PASSAGE Block Start
30 Aug The Franchised Car Dealer Service Business. Electrifying Possibilities? Or Terminal Decline?
A few days ago my car was coming up to its first MOT after 3 years. The dealer got ahead of me and called to book it in early. For previous services I’ve dropped the car off and taken a loaner for the day. But that’s time-consuming and a hassle, so this time I opted for collection and delivery. The whole process was seamless and a big thanks to Steve Shaw and the team at Cooper Tunbridge Wells.
Yet as someone who runs my own business, I couldn’t help wondering about the economics of the whole process. I’d pre-paid for my servicing and the only cost to me was £54.85 for the MOT test. It was great. I’d not had to go anywhere or deal with any inconvenience. My one big question is where was the profit, after running two people out in another car to my house to carry out the collection and delivery? Two taxi trips would have cost the best part of £25. Then there was the people’s time on top.
So why was I worrying about the economics of a situation that’s highly favourable to me? As a specialist writer on and in the automotive industry for more than 25 years, I tend to take a professional interest in these things. I know that aftersales has traditionally been where car dealers make their money. A well-run service and parts operation can cover the entire dealership running costs, if not more, making actually selling cars the icing on the cake. But even if dealers are turning a profit today, in spite of the huge lengths many of them go to in pursuit of superior customer service, are they going to make any profit tomorrow? And tomorrow is going to be very different. Why?
Electric cars are starting to gain a significant foothold in the market. There is credible evidence that they’re going to take serious business away from the car dealer. It’s early doors, no pun intended, and you can argue about the finer details. But there is no escaping the reality that servicing costs are substantially lower for electric vehicles than for a conventional internal combustion engine car. As I like to put it to people who don’t realise this yet, when did you last service your vacuum cleaner? The great truth for customers, and the great threat for dealers, is that electric motors are extremely reliable and require little maintenance. No oil. No filters. No belts.
The single biggest running cost of an electric car is the tyres – something few dealers are particularly good at selling. They currently have less than 10% market share of replacement tyres here in the UK.
Dealers are facing a double whammy. Less service work. And very different kinds of work. Technicians are traditionally more mechanically minded and can lack electronic skills. That’s going to need a lot of training, in the downbeat context of a fair few redundancies as less work appears on the horizon.
So is the coming of the electric vehicle all doom for dealers? Despite all the threats to the status quo, there are some positive outcomes. The preeminent manufacturer today, Tesla, is unconstrained by legacy dealer infrastructure. Given they have an electric-only fleet, they have approached servicing from a different angle. Since their cars can be remotely diagnosed for faults and maintenance priorities, thanks to telematics, they recognise that 80% of service work can be done on the road. To make this happen, they’ve fitted out a fleet of the Model S as mobile service vehicles.
PASSAGE Block End
DATASET EXTRACT Block Start
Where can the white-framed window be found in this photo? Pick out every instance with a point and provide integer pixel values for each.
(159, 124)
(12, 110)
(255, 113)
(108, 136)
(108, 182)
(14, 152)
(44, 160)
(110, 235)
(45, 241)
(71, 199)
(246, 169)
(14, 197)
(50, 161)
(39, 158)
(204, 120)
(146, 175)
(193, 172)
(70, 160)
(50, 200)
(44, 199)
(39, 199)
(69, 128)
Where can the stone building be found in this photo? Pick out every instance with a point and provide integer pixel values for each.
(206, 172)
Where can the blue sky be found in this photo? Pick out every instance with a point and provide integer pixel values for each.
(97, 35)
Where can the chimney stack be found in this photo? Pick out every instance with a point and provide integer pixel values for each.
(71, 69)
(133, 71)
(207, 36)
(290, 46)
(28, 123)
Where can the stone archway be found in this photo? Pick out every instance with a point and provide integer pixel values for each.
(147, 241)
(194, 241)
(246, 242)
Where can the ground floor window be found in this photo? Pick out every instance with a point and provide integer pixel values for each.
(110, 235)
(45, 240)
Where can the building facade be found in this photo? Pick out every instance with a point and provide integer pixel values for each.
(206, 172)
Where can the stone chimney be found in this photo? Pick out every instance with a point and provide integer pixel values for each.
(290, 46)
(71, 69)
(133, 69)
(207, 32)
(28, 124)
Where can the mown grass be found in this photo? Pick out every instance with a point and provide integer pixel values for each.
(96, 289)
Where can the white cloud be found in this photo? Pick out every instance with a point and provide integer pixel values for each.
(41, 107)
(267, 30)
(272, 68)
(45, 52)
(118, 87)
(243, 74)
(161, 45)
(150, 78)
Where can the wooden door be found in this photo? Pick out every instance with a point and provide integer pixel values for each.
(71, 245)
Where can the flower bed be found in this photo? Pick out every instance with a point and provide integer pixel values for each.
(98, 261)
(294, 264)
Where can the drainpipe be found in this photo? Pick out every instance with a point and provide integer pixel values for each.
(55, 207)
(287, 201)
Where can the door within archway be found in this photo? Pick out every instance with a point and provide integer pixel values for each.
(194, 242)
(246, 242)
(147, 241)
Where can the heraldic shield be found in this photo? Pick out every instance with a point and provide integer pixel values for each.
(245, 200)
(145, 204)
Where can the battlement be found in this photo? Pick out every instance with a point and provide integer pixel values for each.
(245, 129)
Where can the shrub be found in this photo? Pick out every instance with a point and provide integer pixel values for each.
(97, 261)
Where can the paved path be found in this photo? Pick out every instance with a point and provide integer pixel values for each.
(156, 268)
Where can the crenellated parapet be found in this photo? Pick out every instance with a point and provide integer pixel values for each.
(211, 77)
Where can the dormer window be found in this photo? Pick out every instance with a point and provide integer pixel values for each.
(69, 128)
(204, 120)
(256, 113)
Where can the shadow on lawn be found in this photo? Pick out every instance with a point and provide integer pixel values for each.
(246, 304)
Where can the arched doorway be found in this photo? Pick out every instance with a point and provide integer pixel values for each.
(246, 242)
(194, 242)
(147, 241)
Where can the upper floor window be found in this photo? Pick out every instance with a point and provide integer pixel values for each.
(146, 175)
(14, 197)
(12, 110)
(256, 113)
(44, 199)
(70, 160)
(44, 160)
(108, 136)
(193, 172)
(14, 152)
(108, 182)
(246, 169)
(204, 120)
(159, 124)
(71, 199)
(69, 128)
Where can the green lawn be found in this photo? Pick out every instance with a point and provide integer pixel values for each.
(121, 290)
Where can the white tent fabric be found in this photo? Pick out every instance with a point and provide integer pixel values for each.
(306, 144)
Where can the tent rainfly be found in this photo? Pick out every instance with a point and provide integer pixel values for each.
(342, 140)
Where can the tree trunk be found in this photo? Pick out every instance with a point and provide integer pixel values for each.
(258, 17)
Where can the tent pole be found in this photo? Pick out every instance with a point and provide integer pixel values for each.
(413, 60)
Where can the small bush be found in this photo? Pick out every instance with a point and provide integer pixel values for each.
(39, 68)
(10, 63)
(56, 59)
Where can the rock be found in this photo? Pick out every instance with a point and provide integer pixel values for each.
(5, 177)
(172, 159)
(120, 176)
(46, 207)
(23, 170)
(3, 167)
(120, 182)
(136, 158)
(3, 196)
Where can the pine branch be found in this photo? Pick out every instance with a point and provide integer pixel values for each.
DATASET EXTRACT Block End
#### WHAT THE TASK REQUIRES:
Rewrite the article on car dealer servicing from "Electric cars are" up to and including "filters. No belts.", substituting "franchised dealer" for "car dealer".

#### RESULT BELOW:
Electric cars are starting to gain a significant foothold in the market. There is credible evidence that they’re going to take serious business away from the franchised dealer. It’s early doors, no pun intended, and you can argue about the finer details. But there is no escaping the reality that servicing costs are substantially lower for electric vehicles than for a conventional internal combustion engine car. As I like to put it to people who don’t realise this yet, when did you last service your vacuum cleaner? The great truth for customers, and the great threat for dealers, is that electric motors are extremely reliable and require little maintenance. No oil. No filters. No belts.